**ACTIVITY:** Return, word for word, only the lines of the data below that lie between the line with "One keypoint belongs to every instance. Tag the bird head" and the line with "One keypoint belongs to every instance. Tag the long", those two lines included.

**GIVEN RECORDS:**
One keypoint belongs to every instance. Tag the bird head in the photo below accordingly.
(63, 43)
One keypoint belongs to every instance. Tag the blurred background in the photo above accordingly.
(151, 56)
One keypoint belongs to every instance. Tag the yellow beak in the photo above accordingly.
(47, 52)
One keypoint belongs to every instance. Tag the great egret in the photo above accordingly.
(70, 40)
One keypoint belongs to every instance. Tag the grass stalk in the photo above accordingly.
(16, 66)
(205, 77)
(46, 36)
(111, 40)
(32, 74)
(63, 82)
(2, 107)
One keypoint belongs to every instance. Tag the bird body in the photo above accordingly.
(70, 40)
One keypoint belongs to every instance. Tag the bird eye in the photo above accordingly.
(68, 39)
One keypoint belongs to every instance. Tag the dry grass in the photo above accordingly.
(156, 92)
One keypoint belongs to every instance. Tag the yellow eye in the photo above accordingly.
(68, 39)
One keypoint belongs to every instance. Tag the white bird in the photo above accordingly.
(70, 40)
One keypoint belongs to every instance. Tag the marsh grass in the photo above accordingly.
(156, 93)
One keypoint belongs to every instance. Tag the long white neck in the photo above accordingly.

==

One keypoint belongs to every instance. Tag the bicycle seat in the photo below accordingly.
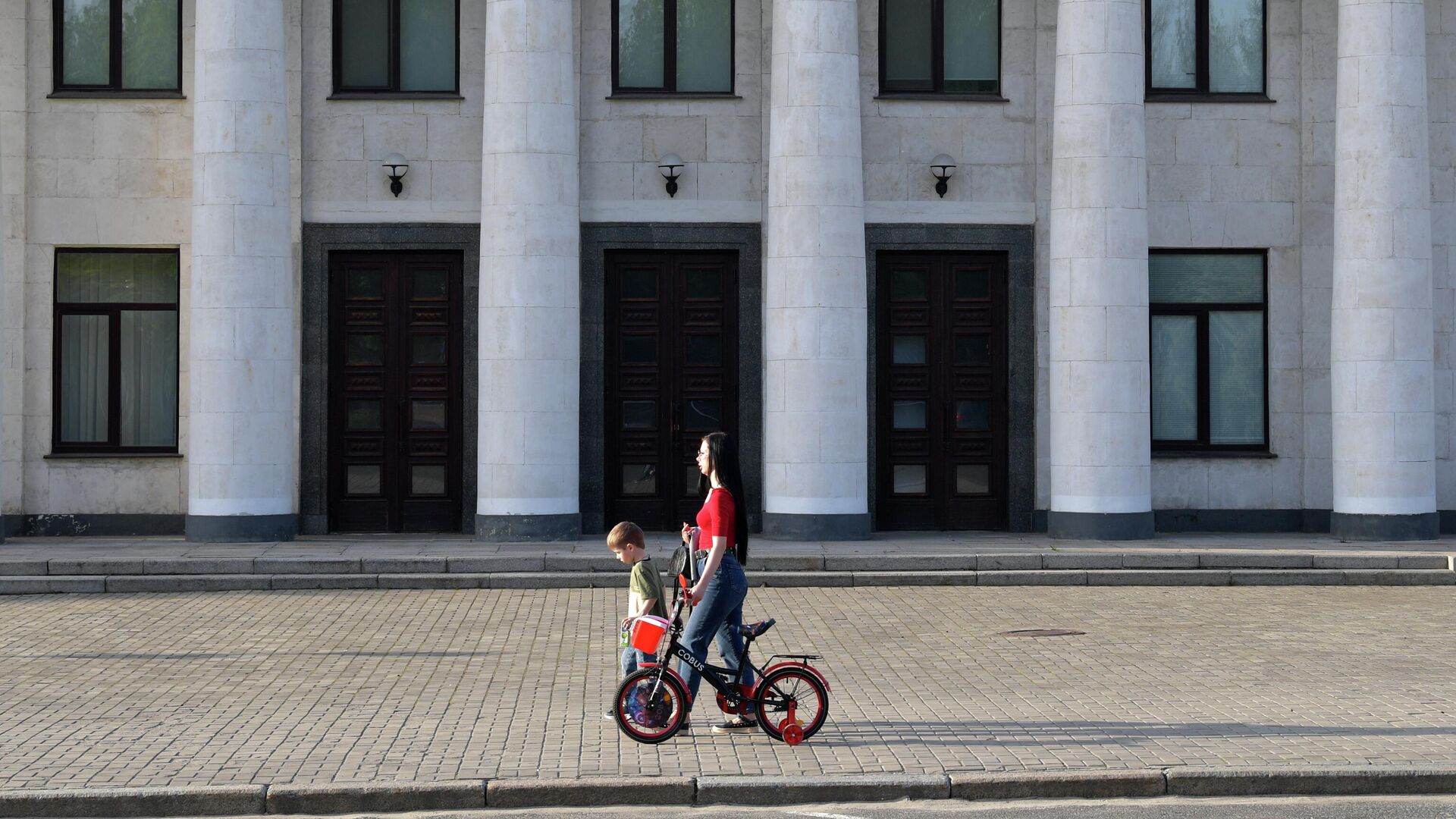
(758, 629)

==

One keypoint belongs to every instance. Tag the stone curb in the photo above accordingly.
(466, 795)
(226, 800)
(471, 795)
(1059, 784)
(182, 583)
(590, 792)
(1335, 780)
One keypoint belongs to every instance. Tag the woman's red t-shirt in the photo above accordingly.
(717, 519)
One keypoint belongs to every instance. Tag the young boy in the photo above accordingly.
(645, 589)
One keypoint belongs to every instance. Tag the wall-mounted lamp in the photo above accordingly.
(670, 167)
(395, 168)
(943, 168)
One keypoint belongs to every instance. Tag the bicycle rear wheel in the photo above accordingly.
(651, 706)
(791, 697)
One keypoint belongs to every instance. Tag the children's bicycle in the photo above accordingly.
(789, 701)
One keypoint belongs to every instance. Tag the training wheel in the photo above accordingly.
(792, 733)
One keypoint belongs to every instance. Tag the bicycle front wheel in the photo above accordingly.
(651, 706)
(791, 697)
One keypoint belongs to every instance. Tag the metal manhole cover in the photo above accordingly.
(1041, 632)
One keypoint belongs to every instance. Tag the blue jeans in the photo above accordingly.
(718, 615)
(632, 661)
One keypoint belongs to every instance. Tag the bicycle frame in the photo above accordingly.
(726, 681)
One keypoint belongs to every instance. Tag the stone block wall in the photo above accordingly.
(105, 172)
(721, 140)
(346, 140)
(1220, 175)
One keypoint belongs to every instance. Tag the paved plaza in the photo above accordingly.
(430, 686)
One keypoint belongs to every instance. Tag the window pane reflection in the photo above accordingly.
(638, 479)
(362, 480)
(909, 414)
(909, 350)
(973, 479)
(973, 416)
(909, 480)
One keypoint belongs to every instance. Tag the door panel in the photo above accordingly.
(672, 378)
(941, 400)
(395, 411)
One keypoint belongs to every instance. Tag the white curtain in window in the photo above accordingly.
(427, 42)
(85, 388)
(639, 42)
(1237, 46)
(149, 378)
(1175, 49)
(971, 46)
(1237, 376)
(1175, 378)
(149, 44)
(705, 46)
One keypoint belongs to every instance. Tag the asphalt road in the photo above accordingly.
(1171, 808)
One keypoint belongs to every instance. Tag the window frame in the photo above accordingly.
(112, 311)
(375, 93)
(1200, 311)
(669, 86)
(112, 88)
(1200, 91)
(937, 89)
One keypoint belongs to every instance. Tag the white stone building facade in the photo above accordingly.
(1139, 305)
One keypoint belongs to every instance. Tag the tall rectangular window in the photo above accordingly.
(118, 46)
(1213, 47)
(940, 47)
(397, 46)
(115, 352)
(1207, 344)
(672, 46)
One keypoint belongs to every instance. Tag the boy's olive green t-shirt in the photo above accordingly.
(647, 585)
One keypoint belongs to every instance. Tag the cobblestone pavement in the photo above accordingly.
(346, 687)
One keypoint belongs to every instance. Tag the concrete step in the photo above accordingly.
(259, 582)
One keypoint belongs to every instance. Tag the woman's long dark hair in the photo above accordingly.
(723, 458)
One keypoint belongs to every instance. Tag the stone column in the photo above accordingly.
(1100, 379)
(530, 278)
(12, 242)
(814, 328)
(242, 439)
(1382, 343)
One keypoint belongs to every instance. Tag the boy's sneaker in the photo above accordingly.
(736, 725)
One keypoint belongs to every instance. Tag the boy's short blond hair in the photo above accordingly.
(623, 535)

**RESPONSE BELOW:**
One keypoint belongs to every instance. Tag the bird head in the photo below accordingly.
(63, 43)
One keypoint belongs to every instance. Tag the blurred background in the photo above accordingly.
(151, 56)
One keypoint belongs to every instance. Tag the yellow beak in the photo above accordingly.
(47, 52)
One keypoint belongs to every instance. Tag the great egret in the photo above accordingly.
(70, 40)
One keypoint belongs to every instance. Tag the grass stalk in the photo above accordingly.
(16, 66)
(205, 77)
(46, 36)
(111, 40)
(32, 74)
(63, 82)
(2, 107)
One keypoint belongs to every instance. Tag the bird body in the photo above accordingly.
(70, 40)
One keypoint belongs to every instance. Tag the bird eye in the photo above accordingly.
(68, 39)
One keypoint belongs to every instance. Tag the dry grass in the photo above accordingly.
(156, 92)
One keypoint belongs to every instance. Tag the yellow eye in the photo above accordingly.
(68, 39)
One keypoint belongs to every instance. Tag the white bird in the photo above accordingly.
(70, 40)
One keypoint belongs to every instance. Tag the marsh grass in the photo above accordingly.
(156, 93)
One keypoint belongs to every instance. Tag the long white neck in the photo above accordingly.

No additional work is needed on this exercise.